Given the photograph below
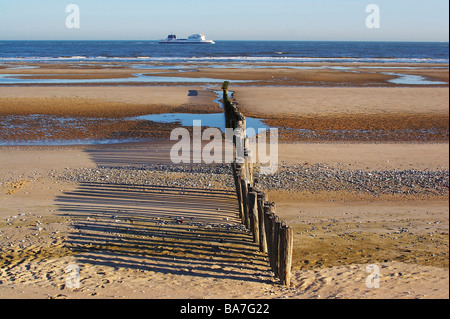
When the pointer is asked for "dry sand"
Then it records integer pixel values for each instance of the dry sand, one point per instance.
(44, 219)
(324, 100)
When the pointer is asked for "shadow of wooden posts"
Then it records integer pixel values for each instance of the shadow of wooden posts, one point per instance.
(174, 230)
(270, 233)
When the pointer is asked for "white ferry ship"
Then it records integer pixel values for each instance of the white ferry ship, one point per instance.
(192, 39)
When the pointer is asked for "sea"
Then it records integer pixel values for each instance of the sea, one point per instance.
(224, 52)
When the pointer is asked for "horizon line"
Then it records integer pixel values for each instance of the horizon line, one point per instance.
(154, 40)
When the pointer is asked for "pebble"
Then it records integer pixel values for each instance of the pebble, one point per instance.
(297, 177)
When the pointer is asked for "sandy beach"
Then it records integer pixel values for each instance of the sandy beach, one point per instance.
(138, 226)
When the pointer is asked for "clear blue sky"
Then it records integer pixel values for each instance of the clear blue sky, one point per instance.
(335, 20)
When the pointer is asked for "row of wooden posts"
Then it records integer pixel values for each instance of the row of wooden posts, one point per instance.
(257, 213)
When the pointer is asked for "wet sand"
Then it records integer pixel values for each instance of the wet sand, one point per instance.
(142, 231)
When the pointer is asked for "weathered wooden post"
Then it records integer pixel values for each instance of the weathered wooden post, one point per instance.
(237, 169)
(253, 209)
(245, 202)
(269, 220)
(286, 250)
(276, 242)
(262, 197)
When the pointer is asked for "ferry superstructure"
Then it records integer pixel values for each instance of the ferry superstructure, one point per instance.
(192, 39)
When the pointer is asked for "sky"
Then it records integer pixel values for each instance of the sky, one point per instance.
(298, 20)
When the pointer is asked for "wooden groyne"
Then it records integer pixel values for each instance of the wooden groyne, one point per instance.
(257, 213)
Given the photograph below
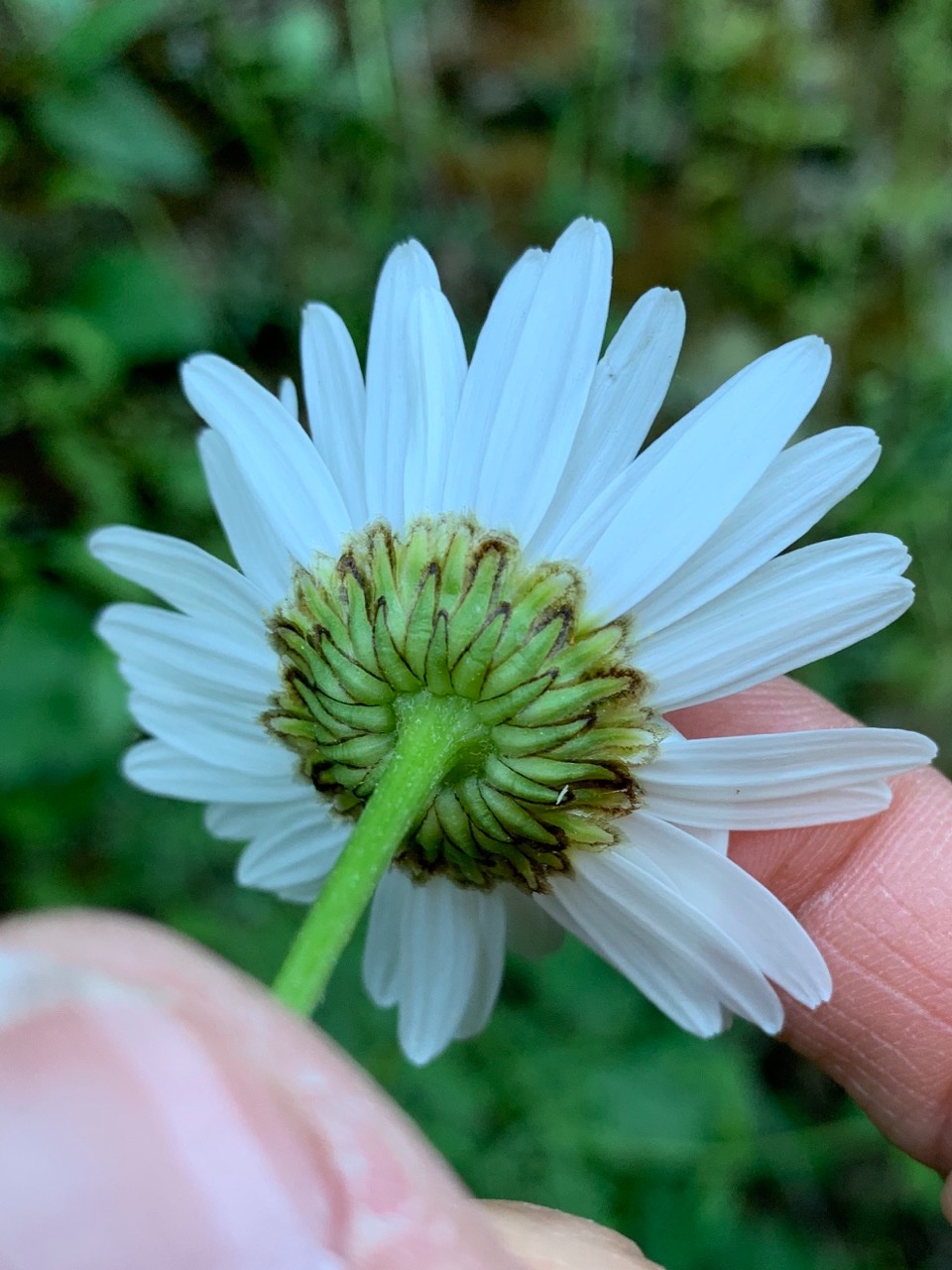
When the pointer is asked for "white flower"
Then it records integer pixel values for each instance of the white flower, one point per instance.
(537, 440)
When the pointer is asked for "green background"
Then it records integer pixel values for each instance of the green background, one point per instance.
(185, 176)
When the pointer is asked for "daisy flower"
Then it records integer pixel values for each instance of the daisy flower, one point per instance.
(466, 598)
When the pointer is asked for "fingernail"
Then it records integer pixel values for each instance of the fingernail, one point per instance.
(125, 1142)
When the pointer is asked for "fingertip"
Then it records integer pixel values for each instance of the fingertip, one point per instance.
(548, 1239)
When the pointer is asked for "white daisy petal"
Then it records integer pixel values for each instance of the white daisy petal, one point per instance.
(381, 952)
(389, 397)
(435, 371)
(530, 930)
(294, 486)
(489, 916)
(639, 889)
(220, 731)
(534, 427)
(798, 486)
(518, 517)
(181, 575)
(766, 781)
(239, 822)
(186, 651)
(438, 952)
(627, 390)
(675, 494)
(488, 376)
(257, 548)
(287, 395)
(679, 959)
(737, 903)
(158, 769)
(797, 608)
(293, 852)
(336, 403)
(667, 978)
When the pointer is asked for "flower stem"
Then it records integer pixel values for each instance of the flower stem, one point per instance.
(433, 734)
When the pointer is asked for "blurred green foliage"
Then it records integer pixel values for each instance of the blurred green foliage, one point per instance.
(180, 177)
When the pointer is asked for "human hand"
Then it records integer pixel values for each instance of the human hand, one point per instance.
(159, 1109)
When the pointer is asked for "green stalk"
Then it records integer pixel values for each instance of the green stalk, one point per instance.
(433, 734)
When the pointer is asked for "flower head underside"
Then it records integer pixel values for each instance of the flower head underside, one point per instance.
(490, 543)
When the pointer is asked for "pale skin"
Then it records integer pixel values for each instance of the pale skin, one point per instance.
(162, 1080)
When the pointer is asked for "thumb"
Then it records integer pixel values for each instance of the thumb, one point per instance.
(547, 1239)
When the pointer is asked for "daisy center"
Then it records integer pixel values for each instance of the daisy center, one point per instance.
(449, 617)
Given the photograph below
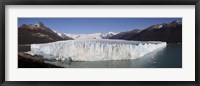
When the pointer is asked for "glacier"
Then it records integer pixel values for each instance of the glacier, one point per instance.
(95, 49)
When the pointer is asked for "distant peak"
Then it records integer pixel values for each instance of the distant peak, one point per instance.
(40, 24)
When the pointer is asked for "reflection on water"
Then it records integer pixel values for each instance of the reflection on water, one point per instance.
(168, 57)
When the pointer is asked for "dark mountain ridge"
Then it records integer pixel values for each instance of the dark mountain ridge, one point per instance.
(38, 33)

DIRECTIONS FOR THIS TASK> Will you restate every entry word for word and omit the images?

WRITTEN SOLUTION>
Given the photograph below
When the pointer is asked for "dry sand"
Then it records integer pixel values for each instance of the dry sand, one point per instance.
(44, 219)
(324, 100)
When the pointer is asked for "shadow of wooden posts"
Then it records integer pixel values for each instance of the shadow of wooden posts, one point per instance.
(174, 230)
(270, 233)
When the pointer is asked for "white ferry ship"
Then it records integer pixel values for each instance of the white ferry ship, one point per instance.
(192, 39)
When the pointer is asked for "sea"
Then it records integer pixel values for each instance of the sea, one point per instance.
(224, 52)
When the pointer is asked for "horizon line"
Then it records integer pixel values for each instance of the horizon line, one point per instance.
(154, 40)
When the pointer is asked for "pebble"
Then it records integer pixel values for each instance of the pebble, one point per instance.
(297, 177)
When the pointer is asked for "sandy beach"
Then it records integer pixel values for each instance of the sandy beach, one point per instance.
(138, 226)
When the pointer is asked for "clear blue sky"
Then it records integer pixel values for each instance of the clear blue sky, one point per instance.
(335, 20)
When the pointer is asked for "row of wooden posts"
Then it records integer pixel values for each instance of the row of wooden posts, one point per instance.
(257, 213)
When the pointer is asked for "wet sand"
Then it records integer pixel values for each instance of the wet sand, one point per instance.
(142, 231)
When the pointer is asked for "weathered wooden post"
Then it records integer pixel values for each instance of the weathered wooden post, one point per instance.
(237, 169)
(253, 209)
(245, 202)
(269, 220)
(286, 250)
(276, 242)
(262, 197)
When the pointer is asked for "ferry superstructure"
Then it records integer pixel values for each instance of the ferry superstructure, one point per instance.
(192, 39)
When the pointer is asked for "sky"
Then it records integer pixel values for each instance of the sky, one point per instance.
(298, 20)
When the pointer is asked for "wooden groyne"
Then it records integer pixel values for each instance of the wooden groyne, one point per instance.
(257, 213)
Given the photograph below
When the pointer is asked for "white flower"
Then it records integer pixel values for each instance of the white flower, one point per instance.
(537, 440)
When the pointer is asked for "green background"
Then it records integer pixel values for each instance of the green background, one point per instance.
(185, 176)
When the pointer is asked for "daisy flower"
Then it records integer pixel values for each instance of the daisy flower, one point per instance.
(466, 598)
When the pointer is asked for "fingernail"
Then it records integer pixel values for each instance of the fingernail, one point per instance.
(125, 1142)
When the pointer is asked for "fingertip"
Then it records integer pixel values for each instance of the fingertip, one point per instance.
(548, 1239)
When the pointer is asked for "white daisy petal"
Then it records integer pixel values for each instance of the white daisy petal, one point per instance.
(381, 952)
(389, 397)
(435, 371)
(530, 930)
(294, 486)
(489, 916)
(639, 889)
(220, 731)
(534, 427)
(798, 486)
(518, 517)
(181, 575)
(766, 781)
(239, 822)
(186, 651)
(438, 952)
(627, 390)
(675, 494)
(488, 376)
(257, 548)
(287, 395)
(679, 959)
(737, 903)
(158, 769)
(797, 608)
(293, 852)
(336, 403)
(667, 978)
When the pointer is asked for "flower stem"
Then it records integer pixel values for each instance of the flower stem, one point per instance.
(433, 734)
When the pointer is asked for "blurred green foliage"
Then it records integer pixel values for each instance of the blurred green foliage, one point per instance.
(180, 177)
When the pointer is asked for "human hand"
Then it records integer pixel values for each instance of the human hand, one point per instance.
(159, 1109)
When the pointer is asked for "green stalk"
Then it records integer pixel values for each instance of the green stalk, one point per instance.
(433, 734)
When the pointer is asked for "flower head underside"
Then it records integer pixel values for each instance of the flower head underside, one point per instance.
(490, 543)
When the pointer is asked for "pale skin"
Then it records integer pixel values for each instance of the pale skin, one point per instance.
(162, 1080)
When the pointer is asked for "thumb"
Then it records integer pixel values for each instance of the thumb, one point per instance.
(547, 1239)
When the pointer is asked for "daisy center"
Then it records integer pixel values for each instance of the daisy center, one point per instance.
(449, 617)
Given the photograph below
When the pointer is asked for "glacier"
Then it records integer pixel values for each instance of the glacier, one point per instance.
(95, 49)
When the pointer is asked for "distant peak"
Then it records integer pixel values for each instance of the distant peak, one point per instance.
(40, 24)
When the pointer is asked for "reflection on water"
Then it records integer pixel values for each instance of the reflection on water, one point per instance.
(168, 57)
When the pointer is asked for "dark mountain ridge"
Then it records integer pixel values for each instance of the dark mountain ridge, one point per instance.
(38, 33)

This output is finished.